Reading text:

In the 21st century, physical beauty is high valued. Whether your look at magazines, television commercials, or social media, the praise of physical beauty and perfect can be found. Even when watch the Olympics, it is evident that only the performances that are very close to perfect are valued and awarded.
The Western ideal of beauty usually salutes things that are perfect, pretty, lasting, or spectacular.
However, in Japan, the concept of “Wabi-sabi” is gaining popularity. This concept is a refreshing view on the idea what is considered “beautiful” or “flawless”.
[Wabi-sabi] is a beauty of all things imperfect, impermanent, and incomplete. It is the beauty of things modest and humble. It is the beauty of things unconventional.
Ironically, Wabi-sabi finds beauty in things that are normally considered “imperfect” or “aged”. This idea stems from Taoism and Zen Buddhism and is actually followed by the majority of people without them even knowing. Think about that one old rocking chair that you haven’t given away yet because of the rich history that it holds. What about the woman with cancer who has no hair but still finds positivity in her life? The list goes on and on. All of these things are beautiful but do not fit the definition of perfection.

Given information:
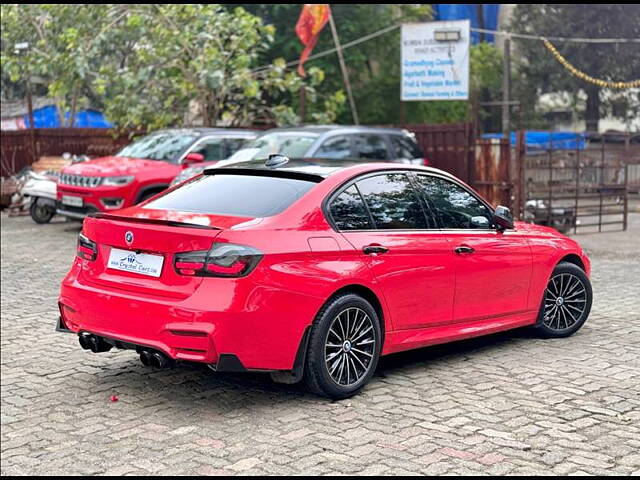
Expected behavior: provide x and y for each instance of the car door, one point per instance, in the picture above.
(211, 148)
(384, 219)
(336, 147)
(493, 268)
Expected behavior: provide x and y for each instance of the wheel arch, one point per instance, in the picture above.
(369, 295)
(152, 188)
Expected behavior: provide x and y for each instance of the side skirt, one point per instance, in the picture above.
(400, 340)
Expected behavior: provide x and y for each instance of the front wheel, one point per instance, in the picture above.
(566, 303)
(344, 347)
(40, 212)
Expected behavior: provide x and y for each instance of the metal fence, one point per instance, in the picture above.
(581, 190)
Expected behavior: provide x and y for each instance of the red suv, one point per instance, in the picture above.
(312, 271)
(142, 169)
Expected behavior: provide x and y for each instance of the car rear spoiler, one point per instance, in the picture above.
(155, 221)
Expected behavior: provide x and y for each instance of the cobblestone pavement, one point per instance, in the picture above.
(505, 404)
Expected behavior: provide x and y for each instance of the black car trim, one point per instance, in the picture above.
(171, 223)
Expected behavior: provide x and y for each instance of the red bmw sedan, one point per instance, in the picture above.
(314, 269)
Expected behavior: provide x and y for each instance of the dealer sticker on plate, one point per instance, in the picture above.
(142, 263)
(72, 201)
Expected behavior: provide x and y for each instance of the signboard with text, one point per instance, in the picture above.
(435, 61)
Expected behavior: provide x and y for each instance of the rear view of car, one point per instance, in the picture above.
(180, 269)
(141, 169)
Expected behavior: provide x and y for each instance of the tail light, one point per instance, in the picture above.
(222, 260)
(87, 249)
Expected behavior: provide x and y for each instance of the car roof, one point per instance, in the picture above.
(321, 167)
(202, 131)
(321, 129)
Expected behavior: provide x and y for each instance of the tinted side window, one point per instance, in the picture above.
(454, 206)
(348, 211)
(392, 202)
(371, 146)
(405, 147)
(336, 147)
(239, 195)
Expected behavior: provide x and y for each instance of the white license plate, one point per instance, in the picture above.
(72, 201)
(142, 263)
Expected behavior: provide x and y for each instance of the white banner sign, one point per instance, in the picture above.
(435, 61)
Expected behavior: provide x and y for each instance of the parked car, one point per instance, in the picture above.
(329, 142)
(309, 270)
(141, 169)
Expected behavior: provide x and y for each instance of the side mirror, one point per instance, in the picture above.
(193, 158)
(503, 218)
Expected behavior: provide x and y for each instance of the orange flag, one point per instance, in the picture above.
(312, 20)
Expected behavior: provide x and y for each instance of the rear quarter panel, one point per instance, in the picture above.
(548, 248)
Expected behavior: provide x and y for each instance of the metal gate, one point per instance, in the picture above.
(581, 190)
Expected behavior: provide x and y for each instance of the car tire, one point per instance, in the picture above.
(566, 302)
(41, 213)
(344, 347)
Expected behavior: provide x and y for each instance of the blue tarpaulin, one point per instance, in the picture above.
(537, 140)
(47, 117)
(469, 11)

Questions to answer:
1 – Repeat the passage on Wabi-sabi, starting at "[Wabi-sabi] is a" and ending at "definition of perfection.", and rename every "beauty" as "charm".
2 – Take the passage on Wabi-sabi further, picking up after its final sentence.

Responses in order:
1 –
[Wabi-sabi] is a charm of all things imperfect, impermanent, and incomplete. It is the charm of things modest and humble. It is the charm of things unconventional.
Ironically, Wabi-sabi finds charm in things that are normally considered “imperfect” or “aged”. This idea stems from Taoism and Zen Buddhism and is actually followed by the majority of people without them even knowing. Think about that one old rocking chair that you haven’t given away yet because of the rich history that it holds. What about the woman with cancer who has no hair but still finds positivity in her life? The list goes on and on. All of these things are beautiful but do not fit the definition of perfection.

2 –
If our society implemented the concept of Wabi-sabi, we would most likely decrease the growing body-image epidemic. Through Wabi-sabi, people will be able to find the beauty in their “imperfect body types” and focus more on the inside instead of their outside appearance.
An experience of beauty can also usher us into an amplified appreciation of the divine presence, that “something more” in our existence. Yes, God’s handiwork is evident in the glorious vistas of nature and the beautiful people and things that literally take our breath away. But God is also evident in and through the imperfect, the humble, the modest, and the unconventional. Indeed, these things may be the most accessible samples of divine grace.